━━━ TEXT SECTION ━━━
DORA Metrics Reference

Foundation

What are DORA Metrics?

DORA metrics come from the DevOps Research and Assessment program — six years of research (published in the State of DevOps reports and the book Accelerate) identifying which software delivery practices predict organisational performance.

The research identifies four metrics that together capture both throughput (how fast you deliver) and stability (how reliable that delivery is). High performers score well on all four — they are not in tension.

The core finding: High performers deploy more frequently AND have lower failure rates AND recover faster than low performers. Speed and stability are not a tradeoff at the elite level — they are complementary.

The 4 Metrics

The Four DORA Metrics

🚀 Deployment Frequency

How often does the organisation successfully release to production?

Elite

Multiple per day

High

Once per day to once per week

Medium

Once per week to once per month

Low

Once per month to once per 6 months

⏱ Lead Time for Changes

How long does it take for a commit to get into production? (from code committed to code running in production)

Elite

Less than 1 hour

High

1 day to 1 week

Medium

1 week to 1 month

Low

1 month to 6 months

🔴 Change Failure Rate

What percentage of changes to production result in a degraded service or require remediation (hotfix, rollback, patch)?

Elite

0–15%

High

0–15%

Medium

0–15%

Low

16–30%

💓 Time to Restore Service (MTTR)

How long does it take to recover from a failure in production? (from incident start to service restored)

Elite

Less than 1 hour

High

Less than 1 day

Medium

Less than 1 day

Low

1 day to 1 week

Benchmarks

Performance Bands

Band	Deploy Frequency	Lead Time	Change Failure Rate	MTTR
🏆 Elite	Multiple/day	<1 hour	0–15%	<1 hour
🥇 High	1/day–1/week	1 day–1 week	0–15%	<1 day
🥈 Medium	1/week–1/month	1 week–1 month	0–15%	<1 day
🔴 Low	<1/month	1–6 months	16–30%	1 day–1 week

The 2023 State of DevOps report introduced a fifth metric: Reliability (measured as meeting or exceeding reliability targets). Elite performers score well on all five.

Improvement

How to Improve Each Metric

Deployment Frequency

Blockers: long approval chains, manual release processes, infrequent merges
Improvements:
→ Trunk-based development (feature branches <1 day old)
→ Automated CI/CD pipeline (no manual steps to deploy)
━━━ RECORD LIST ━━━
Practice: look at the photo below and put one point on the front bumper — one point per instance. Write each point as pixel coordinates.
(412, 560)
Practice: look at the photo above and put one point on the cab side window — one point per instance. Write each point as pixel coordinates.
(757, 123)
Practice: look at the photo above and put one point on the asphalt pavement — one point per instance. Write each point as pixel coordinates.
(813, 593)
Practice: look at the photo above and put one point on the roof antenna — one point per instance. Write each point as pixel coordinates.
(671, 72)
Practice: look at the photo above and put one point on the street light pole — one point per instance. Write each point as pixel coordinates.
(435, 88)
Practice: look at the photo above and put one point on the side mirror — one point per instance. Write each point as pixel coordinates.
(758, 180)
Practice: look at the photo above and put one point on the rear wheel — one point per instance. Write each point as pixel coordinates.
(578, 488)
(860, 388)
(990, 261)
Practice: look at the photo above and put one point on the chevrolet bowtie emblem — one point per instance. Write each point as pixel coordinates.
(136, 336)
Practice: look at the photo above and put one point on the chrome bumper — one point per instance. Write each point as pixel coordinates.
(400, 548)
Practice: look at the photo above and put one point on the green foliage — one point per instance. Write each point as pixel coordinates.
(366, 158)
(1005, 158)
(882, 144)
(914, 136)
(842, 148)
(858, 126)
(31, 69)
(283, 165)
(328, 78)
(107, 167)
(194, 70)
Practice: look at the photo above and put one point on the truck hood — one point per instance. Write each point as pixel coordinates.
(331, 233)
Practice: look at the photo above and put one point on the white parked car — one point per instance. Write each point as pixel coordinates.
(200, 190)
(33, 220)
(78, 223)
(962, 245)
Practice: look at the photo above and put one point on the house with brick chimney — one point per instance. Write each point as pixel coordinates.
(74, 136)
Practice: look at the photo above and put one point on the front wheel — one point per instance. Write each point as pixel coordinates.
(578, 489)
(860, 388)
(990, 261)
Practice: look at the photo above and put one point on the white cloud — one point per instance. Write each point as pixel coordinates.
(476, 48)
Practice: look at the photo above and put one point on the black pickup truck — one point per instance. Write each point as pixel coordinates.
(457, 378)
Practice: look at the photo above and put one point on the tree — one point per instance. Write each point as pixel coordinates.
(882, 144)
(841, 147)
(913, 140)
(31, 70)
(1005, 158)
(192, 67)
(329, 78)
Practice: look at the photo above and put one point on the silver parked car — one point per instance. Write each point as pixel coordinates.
━━━
GIVEN EXERCISE: Write out the passage of the DORA metrics reference that begins with "The core finding: High" and ends after "they are complementary.". These records have nothing to do with the DORA metrics reference.

EXERCISE ANSWER:
The core finding: High performers deploy more frequently AND have lower failure rates AND recover faster than low performers. Speed and stability are not a tradeoff at the elite level — they are complementary.